* _Work instructions_: Please return every line of the records that contains the word "search".

==== Source data

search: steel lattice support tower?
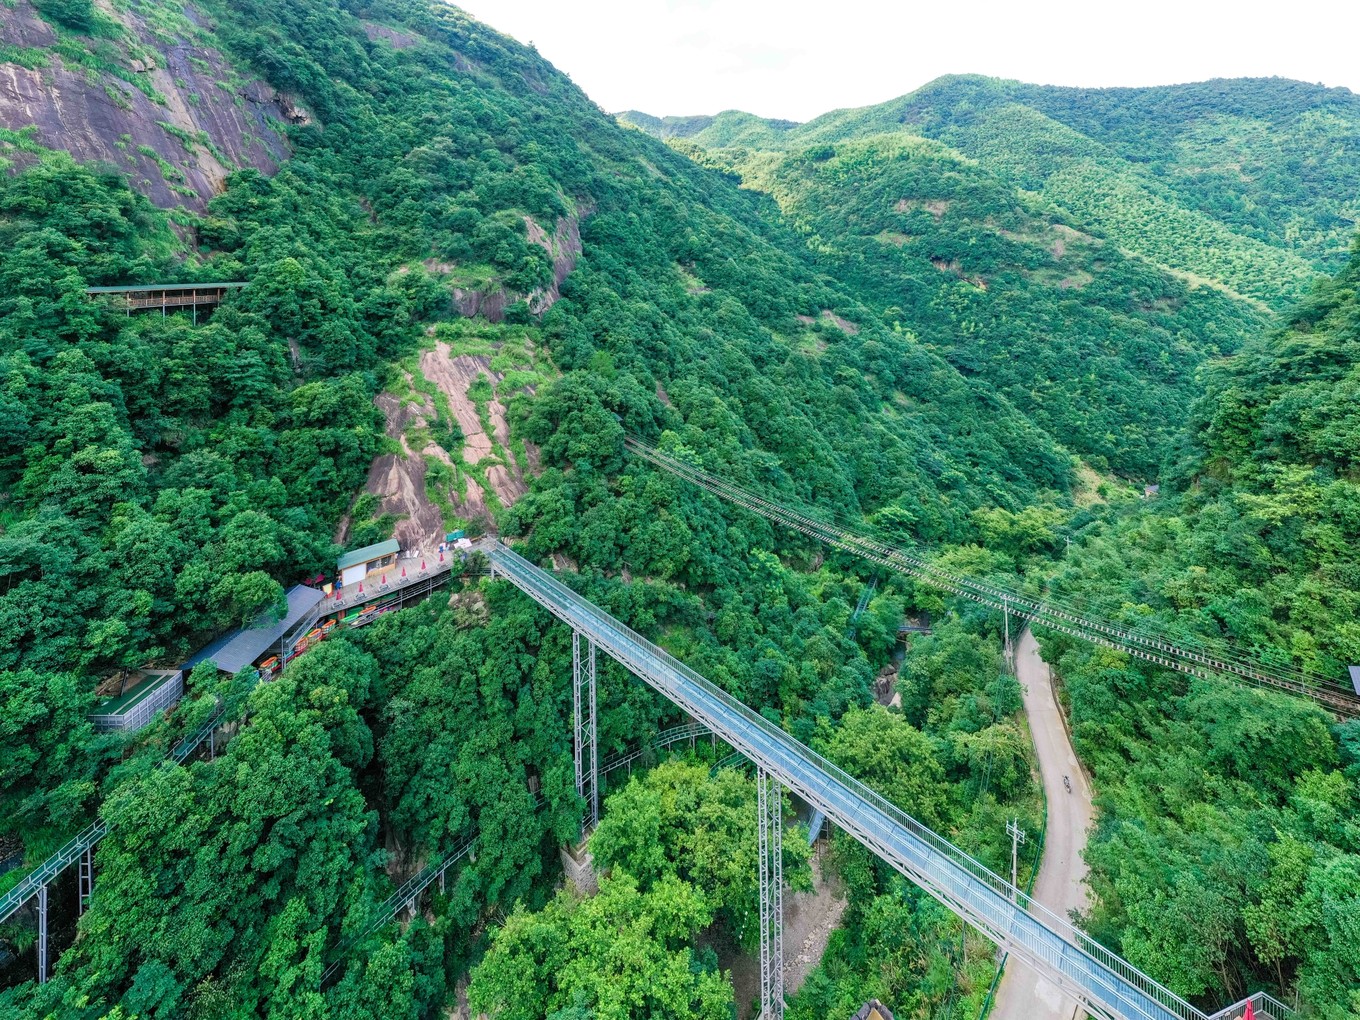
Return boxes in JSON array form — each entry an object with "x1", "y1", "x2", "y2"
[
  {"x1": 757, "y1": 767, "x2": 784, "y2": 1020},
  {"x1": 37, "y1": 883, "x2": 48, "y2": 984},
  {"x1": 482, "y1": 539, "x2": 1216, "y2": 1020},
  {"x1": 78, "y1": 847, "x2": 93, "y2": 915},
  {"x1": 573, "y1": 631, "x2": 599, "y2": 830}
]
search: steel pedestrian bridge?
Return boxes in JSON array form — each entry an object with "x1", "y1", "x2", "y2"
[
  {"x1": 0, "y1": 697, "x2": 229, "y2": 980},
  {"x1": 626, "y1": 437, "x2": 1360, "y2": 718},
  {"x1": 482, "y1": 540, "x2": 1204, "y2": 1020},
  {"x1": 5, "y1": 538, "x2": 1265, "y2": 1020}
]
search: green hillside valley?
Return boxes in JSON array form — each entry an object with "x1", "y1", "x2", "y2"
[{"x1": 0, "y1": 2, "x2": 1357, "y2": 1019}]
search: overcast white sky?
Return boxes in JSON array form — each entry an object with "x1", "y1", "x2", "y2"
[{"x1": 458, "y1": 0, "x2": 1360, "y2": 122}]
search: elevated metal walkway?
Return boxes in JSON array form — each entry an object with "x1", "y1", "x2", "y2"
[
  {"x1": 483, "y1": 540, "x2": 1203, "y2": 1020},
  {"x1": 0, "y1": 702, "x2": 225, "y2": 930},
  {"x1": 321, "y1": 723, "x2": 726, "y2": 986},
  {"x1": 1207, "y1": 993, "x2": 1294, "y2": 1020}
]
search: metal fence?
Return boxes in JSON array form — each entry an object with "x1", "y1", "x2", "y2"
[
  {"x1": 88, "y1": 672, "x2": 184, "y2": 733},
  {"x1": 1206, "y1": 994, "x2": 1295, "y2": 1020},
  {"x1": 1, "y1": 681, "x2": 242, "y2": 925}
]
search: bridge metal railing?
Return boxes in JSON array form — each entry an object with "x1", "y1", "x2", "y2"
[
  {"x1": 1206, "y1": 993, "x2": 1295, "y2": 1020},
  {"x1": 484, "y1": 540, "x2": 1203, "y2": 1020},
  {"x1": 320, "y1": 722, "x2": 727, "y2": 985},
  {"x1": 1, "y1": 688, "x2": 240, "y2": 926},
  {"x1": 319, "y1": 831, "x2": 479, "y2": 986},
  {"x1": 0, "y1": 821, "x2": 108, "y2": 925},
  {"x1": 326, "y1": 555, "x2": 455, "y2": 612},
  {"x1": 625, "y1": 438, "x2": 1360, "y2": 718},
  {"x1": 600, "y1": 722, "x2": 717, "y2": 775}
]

========

* _Exercise output_:
search: steel lattice support tower?
search: steel pedestrian bridge?
search: green hillside valley?
search: overcast white sky?
search: elevated metal walkway?
search: metal fence?
search: bridge metal railing?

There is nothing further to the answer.